* [What is needed]
Please write out the items below word for word, everything from the line containing "Batch processing job — object class: forearm." down to the line containing "527 39 677 223", both ends included.

* [Data rows]
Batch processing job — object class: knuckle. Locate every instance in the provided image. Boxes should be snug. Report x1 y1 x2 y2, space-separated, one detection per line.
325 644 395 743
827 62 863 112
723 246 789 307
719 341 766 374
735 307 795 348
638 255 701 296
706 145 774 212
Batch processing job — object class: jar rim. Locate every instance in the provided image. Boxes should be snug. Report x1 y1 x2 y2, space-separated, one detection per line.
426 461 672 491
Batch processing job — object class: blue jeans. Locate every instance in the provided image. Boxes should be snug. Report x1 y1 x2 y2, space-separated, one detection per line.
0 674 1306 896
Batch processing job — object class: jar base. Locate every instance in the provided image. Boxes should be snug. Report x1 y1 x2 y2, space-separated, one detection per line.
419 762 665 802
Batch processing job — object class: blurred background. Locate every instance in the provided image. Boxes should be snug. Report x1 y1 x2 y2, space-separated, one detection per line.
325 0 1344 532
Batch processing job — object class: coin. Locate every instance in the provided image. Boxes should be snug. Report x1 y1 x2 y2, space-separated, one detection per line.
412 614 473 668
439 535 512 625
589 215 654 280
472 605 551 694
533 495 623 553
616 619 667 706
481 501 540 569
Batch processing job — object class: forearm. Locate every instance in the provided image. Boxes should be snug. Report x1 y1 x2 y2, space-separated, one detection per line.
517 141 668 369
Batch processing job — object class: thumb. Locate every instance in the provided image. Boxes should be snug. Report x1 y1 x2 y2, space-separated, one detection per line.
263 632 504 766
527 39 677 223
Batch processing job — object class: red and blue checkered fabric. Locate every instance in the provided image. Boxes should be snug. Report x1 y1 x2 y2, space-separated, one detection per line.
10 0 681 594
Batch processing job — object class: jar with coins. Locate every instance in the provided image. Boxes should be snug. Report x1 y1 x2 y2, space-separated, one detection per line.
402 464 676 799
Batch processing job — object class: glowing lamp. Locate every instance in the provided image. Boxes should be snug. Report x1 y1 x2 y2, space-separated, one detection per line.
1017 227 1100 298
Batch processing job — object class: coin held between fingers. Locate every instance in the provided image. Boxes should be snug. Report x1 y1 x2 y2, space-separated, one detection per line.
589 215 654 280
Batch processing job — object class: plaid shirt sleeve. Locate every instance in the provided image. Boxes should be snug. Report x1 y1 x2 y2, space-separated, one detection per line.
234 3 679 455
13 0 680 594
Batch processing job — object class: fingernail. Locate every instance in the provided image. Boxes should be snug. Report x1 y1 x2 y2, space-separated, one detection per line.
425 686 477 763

* [Result]
Batch processing job — object class: forearm. Locate every instance in the provided image. Boxes should be snug. Report x1 y1 x2 y2, space-separated, one detection per line.
517 141 668 369
Batch processing job — object class: thumb. Locate every instance in the provided image. Boxes should be snug. Report x1 y1 x2 y2, space-separated, one detection per line.
263 632 504 766
527 39 677 223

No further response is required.